The reply should hold every entry exactly as written and none of the pictures.

* _Input for this task_:

-- Opening Marker --

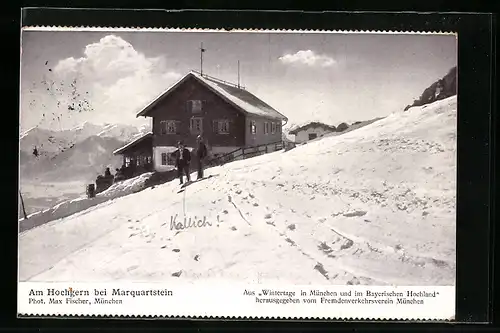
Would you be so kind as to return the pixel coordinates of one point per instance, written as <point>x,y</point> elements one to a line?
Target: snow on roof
<point>132,143</point>
<point>311,124</point>
<point>239,97</point>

-- Closing Marker --

* _Result of the exercise_:
Would you be so kind as to return the pixel coordinates of one point per instance, written as <point>x,y</point> elements one to a line?
Target: snow on roof
<point>132,143</point>
<point>311,124</point>
<point>239,97</point>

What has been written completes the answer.